EXERCISE DESCRIPTION
Word for word, reproduce every line of the data below.

##############################

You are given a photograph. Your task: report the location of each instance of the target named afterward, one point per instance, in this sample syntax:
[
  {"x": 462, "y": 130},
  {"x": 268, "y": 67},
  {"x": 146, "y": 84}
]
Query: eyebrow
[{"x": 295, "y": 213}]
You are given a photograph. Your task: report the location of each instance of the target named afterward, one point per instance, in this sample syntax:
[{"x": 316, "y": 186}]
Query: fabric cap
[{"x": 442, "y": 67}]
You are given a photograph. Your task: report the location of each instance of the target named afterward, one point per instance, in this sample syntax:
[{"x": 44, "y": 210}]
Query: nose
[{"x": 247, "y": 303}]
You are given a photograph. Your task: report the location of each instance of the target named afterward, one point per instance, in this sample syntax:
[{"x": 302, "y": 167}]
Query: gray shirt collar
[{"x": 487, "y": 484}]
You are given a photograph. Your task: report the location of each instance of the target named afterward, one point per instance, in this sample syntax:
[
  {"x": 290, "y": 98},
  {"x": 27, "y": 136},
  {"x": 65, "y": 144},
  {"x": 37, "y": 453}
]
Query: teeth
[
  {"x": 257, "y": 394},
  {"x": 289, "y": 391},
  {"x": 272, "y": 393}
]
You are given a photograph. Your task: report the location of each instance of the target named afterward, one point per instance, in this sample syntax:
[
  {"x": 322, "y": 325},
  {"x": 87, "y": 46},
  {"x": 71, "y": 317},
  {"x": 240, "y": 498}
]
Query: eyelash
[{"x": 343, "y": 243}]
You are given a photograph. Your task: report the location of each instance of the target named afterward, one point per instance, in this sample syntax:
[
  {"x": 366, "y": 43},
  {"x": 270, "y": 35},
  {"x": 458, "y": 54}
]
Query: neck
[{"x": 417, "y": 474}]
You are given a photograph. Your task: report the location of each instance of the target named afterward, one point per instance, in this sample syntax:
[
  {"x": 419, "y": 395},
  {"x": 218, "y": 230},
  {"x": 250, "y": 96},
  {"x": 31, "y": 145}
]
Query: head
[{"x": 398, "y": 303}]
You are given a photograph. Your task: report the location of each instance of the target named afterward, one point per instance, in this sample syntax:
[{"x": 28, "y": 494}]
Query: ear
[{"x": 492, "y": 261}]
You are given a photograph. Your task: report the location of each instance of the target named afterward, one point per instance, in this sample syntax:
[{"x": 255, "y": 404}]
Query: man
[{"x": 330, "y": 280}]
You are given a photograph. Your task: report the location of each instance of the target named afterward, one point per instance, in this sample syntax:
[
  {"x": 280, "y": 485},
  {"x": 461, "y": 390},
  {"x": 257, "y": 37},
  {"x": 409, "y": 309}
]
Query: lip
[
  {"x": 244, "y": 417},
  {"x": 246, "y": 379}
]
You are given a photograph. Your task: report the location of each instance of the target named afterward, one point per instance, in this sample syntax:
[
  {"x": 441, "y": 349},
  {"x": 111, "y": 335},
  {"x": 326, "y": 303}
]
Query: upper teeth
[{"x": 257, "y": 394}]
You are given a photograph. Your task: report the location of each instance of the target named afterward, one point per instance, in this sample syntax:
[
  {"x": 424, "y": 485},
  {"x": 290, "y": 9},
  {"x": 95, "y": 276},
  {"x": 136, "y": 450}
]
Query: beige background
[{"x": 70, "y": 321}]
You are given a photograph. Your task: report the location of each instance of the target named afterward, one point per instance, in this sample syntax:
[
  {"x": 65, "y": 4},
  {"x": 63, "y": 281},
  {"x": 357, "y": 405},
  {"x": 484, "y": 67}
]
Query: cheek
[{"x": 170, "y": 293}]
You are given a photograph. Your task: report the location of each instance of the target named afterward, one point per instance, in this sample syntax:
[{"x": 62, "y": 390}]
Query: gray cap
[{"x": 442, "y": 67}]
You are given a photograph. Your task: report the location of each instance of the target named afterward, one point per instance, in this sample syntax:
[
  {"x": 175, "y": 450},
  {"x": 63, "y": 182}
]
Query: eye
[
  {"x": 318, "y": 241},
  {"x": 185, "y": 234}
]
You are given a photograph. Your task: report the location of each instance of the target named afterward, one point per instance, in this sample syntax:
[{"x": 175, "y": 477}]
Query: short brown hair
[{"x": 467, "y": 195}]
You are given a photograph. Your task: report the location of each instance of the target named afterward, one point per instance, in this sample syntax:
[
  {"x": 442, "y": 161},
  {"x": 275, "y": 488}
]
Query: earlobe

##############################

RESULT
You are given a photograph. Your task: report the location of each instance of the target named afterward, one point per instance, in this sample syntax:
[
  {"x": 462, "y": 130},
  {"x": 268, "y": 67},
  {"x": 146, "y": 84}
]
Query: eyebrow
[{"x": 295, "y": 213}]
You are given a photograph. Your task: report the location of each instance of the target named afterward, one point per instance, in this sample syntax:
[{"x": 316, "y": 186}]
Query: fabric cap
[{"x": 442, "y": 67}]
You are given a photograph. Your task: report the location of each instance of the target named afterward, one point per instance, in this sample syntax:
[{"x": 44, "y": 210}]
Query: nose
[{"x": 247, "y": 303}]
You are given a photograph. Your task: report the location of each instance of the target named afterward, one point per instance, in this sample syntax:
[{"x": 302, "y": 167}]
Query: gray shirt collar
[{"x": 487, "y": 484}]
You are given a photograph. Your task: report the location of each instance of the target named afterward, one point per instance, in this sample syntax:
[
  {"x": 290, "y": 98},
  {"x": 27, "y": 136},
  {"x": 65, "y": 144},
  {"x": 37, "y": 453}
]
Query: teeth
[
  {"x": 257, "y": 394},
  {"x": 289, "y": 391},
  {"x": 272, "y": 393}
]
You are given a photograph. Your task: report the location of each instance of the target named afterward, one point per instance, in this sample syntax:
[
  {"x": 322, "y": 325},
  {"x": 87, "y": 46},
  {"x": 71, "y": 317},
  {"x": 240, "y": 498}
]
Query: eyelash
[{"x": 343, "y": 243}]
You are given a photograph. Your task: report the location of each instance of the target named afterward, one point per instance, in this sample syntax:
[
  {"x": 366, "y": 43},
  {"x": 270, "y": 35},
  {"x": 458, "y": 54}
]
Query: neck
[{"x": 417, "y": 474}]
You are given a photograph. Your task: report the location of each instance of the target named afterward, one point per instance, in this sample syntax:
[
  {"x": 419, "y": 395},
  {"x": 218, "y": 230},
  {"x": 250, "y": 96},
  {"x": 31, "y": 145}
]
Query: head
[{"x": 398, "y": 303}]
You are given a photograph. Your task: report the location of each instance of the target named afterward, one point per instance, in this sample syntax:
[{"x": 28, "y": 494}]
Query: ear
[{"x": 492, "y": 261}]
You are given a photograph. Your task: report the location of each instance of the target named afterward, one point per instance, in this sample syntax:
[{"x": 255, "y": 404}]
Query: man
[{"x": 330, "y": 280}]
You are given a photograph. Your task: report the location of each instance of the target named afterward, one point per instance, in this sample syntax:
[
  {"x": 280, "y": 485},
  {"x": 461, "y": 390},
  {"x": 257, "y": 37},
  {"x": 409, "y": 309}
]
Query: lip
[
  {"x": 244, "y": 417},
  {"x": 246, "y": 379}
]
You are given a photograph. Your task: report the location of each instance of the target named afterward, one point per instance, in this sample syntax:
[
  {"x": 441, "y": 349},
  {"x": 111, "y": 335},
  {"x": 326, "y": 303}
]
Query: upper teeth
[{"x": 257, "y": 394}]
You are given a photograph. Your task: report the location of each instance of the target named afterward, one point per instance, in this sample syntax:
[
  {"x": 424, "y": 485},
  {"x": 290, "y": 9},
  {"x": 95, "y": 276},
  {"x": 136, "y": 450}
]
Query: beige background
[{"x": 70, "y": 321}]
You are given a photograph. Your task: report the location of each instance of the target named afterward, one point per instance, in this sample syntax:
[
  {"x": 65, "y": 4},
  {"x": 63, "y": 281},
  {"x": 357, "y": 405},
  {"x": 484, "y": 67}
]
Query: cheek
[{"x": 170, "y": 293}]
You are given a photograph. Your task: report the location of each instance of the target named afterward, one point per instance, in this sample syntax:
[{"x": 62, "y": 390}]
Query: gray cap
[{"x": 442, "y": 67}]
You are given a photograph. Your task: report the location of each instance of the target named afterward, one point per instance, in this sample syntax:
[
  {"x": 175, "y": 450},
  {"x": 63, "y": 182}
]
Query: eye
[
  {"x": 318, "y": 241},
  {"x": 185, "y": 234}
]
You are given a photograph. Your task: report the location of each instance of the target named afterward, one point per instance, in this sample syntax:
[{"x": 175, "y": 477}]
Query: short brown hair
[{"x": 467, "y": 195}]
You are given a photograph. Your task: report the location of each instance of the target named afterward, one point per instance, in this sample syntax:
[
  {"x": 442, "y": 161},
  {"x": 275, "y": 488}
]
Query: earlobe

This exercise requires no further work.